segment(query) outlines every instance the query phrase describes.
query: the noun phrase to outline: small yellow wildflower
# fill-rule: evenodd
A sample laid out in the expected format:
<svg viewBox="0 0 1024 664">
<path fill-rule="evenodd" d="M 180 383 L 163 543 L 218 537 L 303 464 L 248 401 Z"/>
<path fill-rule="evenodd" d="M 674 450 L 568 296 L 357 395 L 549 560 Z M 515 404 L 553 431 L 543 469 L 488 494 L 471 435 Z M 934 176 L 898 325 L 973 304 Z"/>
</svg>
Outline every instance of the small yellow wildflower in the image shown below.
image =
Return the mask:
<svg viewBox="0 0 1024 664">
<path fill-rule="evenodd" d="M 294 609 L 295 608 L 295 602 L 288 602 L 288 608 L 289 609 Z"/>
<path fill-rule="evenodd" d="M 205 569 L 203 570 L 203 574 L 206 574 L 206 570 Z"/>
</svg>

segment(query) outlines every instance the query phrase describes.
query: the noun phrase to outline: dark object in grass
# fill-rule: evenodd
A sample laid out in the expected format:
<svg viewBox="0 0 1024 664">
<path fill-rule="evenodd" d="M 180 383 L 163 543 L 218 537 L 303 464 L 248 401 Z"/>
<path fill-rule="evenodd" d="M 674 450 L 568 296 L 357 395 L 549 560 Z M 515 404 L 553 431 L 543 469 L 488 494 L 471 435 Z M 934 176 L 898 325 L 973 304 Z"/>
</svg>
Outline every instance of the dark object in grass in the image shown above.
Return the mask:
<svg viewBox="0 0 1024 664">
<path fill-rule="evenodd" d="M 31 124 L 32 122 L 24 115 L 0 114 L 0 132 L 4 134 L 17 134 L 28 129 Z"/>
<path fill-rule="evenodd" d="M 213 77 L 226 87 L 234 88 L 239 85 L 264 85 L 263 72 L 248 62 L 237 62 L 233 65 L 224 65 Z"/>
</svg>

PROBLEM TO WORK ON -
Recreate the listing exactly, so that each entry reads as before.

OUTPUT OF THE TASK -
segment(query) outlines every instance the query phrase describes.
query: the noun phrase to outline: small yellow wildflower
# fill-rule: evenodd
A sample laid out in the expected format:
<svg viewBox="0 0 1024 664">
<path fill-rule="evenodd" d="M 180 383 L 163 543 L 218 537 L 303 464 L 248 401 Z"/>
<path fill-rule="evenodd" d="M 674 450 L 568 296 L 357 395 L 549 560 Z M 515 404 L 553 431 L 543 469 L 488 494 L 471 435 Z M 934 176 L 898 325 L 973 304 Z"/>
</svg>
Outline every instance of the small yellow wildflower in the image shown below.
image =
Return the mask:
<svg viewBox="0 0 1024 664">
<path fill-rule="evenodd" d="M 294 609 L 295 608 L 295 602 L 288 602 L 288 608 L 289 609 Z"/>
<path fill-rule="evenodd" d="M 205 569 L 203 570 L 203 574 L 206 574 L 206 570 Z"/>
</svg>

segment(query) outlines every instance the query phrase describes.
query: the noun phrase to outline: dark object in grass
# fill-rule: evenodd
A sample laid out in the expected format:
<svg viewBox="0 0 1024 664">
<path fill-rule="evenodd" d="M 180 383 L 163 543 L 218 537 L 303 464 L 248 401 Z"/>
<path fill-rule="evenodd" d="M 674 450 L 568 296 L 357 395 L 549 560 Z M 515 404 L 553 431 L 543 469 L 488 494 L 471 435 Z M 934 176 L 898 325 L 973 304 Z"/>
</svg>
Outline every instance of the dark object in grass in the image shown above.
Return the mask:
<svg viewBox="0 0 1024 664">
<path fill-rule="evenodd" d="M 31 124 L 32 122 L 24 115 L 0 114 L 0 132 L 4 134 L 17 134 L 28 129 Z"/>
<path fill-rule="evenodd" d="M 213 77 L 226 87 L 234 88 L 239 85 L 264 85 L 263 72 L 248 62 L 237 62 L 233 65 L 224 65 Z"/>
</svg>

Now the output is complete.